Task prompt: Pull out every line in the items below that contains the word "green", and copy each of those lines without changes.

Dataset records:

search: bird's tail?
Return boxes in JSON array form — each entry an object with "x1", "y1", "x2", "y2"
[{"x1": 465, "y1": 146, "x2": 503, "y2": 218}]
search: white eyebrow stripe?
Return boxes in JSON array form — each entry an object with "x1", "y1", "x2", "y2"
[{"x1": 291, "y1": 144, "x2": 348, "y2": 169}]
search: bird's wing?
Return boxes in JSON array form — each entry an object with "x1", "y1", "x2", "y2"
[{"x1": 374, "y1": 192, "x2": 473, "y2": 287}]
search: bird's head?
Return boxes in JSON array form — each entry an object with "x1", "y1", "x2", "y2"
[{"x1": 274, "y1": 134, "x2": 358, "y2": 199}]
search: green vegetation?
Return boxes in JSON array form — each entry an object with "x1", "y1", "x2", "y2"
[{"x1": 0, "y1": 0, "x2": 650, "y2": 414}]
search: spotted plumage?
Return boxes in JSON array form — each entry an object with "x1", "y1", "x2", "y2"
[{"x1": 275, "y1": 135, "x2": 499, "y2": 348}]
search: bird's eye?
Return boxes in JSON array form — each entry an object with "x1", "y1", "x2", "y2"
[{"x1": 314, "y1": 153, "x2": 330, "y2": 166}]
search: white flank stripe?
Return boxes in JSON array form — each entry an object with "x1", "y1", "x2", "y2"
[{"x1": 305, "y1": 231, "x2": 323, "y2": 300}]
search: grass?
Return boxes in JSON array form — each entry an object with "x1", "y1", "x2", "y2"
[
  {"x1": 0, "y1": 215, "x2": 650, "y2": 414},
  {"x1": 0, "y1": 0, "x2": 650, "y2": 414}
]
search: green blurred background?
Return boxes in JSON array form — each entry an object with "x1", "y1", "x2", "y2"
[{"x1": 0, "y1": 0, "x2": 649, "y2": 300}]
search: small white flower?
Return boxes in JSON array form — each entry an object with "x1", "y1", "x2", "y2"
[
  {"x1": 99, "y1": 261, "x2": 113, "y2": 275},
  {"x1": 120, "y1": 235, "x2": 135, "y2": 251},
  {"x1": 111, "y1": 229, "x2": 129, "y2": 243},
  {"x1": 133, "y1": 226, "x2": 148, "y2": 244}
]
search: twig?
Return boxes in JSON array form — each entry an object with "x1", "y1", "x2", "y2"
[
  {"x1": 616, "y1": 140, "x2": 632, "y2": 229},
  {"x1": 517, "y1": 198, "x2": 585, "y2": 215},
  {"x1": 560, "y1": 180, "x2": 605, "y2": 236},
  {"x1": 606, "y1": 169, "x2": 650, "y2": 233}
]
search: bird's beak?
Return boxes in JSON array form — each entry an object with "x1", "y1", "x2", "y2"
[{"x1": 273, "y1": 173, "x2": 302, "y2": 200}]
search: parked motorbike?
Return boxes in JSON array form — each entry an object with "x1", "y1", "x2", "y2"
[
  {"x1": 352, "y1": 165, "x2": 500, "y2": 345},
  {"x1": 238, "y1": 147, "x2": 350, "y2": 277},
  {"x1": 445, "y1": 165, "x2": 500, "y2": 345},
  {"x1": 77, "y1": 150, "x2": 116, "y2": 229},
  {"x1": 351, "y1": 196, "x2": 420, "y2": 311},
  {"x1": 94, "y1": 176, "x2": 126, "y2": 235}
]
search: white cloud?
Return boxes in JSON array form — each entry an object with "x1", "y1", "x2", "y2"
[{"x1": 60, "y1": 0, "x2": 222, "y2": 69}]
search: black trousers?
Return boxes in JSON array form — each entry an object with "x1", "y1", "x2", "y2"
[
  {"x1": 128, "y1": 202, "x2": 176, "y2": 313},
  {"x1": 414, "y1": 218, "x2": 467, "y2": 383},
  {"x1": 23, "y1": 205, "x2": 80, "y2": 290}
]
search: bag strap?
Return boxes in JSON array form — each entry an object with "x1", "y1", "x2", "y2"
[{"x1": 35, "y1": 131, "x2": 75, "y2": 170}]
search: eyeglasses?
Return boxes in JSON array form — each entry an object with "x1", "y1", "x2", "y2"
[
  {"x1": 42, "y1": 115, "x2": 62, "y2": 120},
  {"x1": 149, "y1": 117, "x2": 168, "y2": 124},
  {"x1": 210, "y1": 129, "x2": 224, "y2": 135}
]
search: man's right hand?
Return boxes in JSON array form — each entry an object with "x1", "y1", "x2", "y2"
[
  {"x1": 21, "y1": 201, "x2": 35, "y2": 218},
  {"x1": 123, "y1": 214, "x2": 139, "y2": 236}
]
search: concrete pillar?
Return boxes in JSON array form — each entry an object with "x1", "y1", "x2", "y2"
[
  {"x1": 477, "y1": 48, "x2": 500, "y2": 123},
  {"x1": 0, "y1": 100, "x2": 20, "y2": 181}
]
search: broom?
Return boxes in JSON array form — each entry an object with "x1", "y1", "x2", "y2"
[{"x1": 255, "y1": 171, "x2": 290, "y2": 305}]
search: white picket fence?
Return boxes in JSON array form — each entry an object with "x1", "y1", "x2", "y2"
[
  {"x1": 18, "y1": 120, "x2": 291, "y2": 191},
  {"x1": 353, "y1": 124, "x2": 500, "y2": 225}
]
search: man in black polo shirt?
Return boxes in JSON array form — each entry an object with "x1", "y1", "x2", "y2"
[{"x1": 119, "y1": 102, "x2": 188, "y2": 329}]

Correct response:
search: green vegetation?
search: green blurred background?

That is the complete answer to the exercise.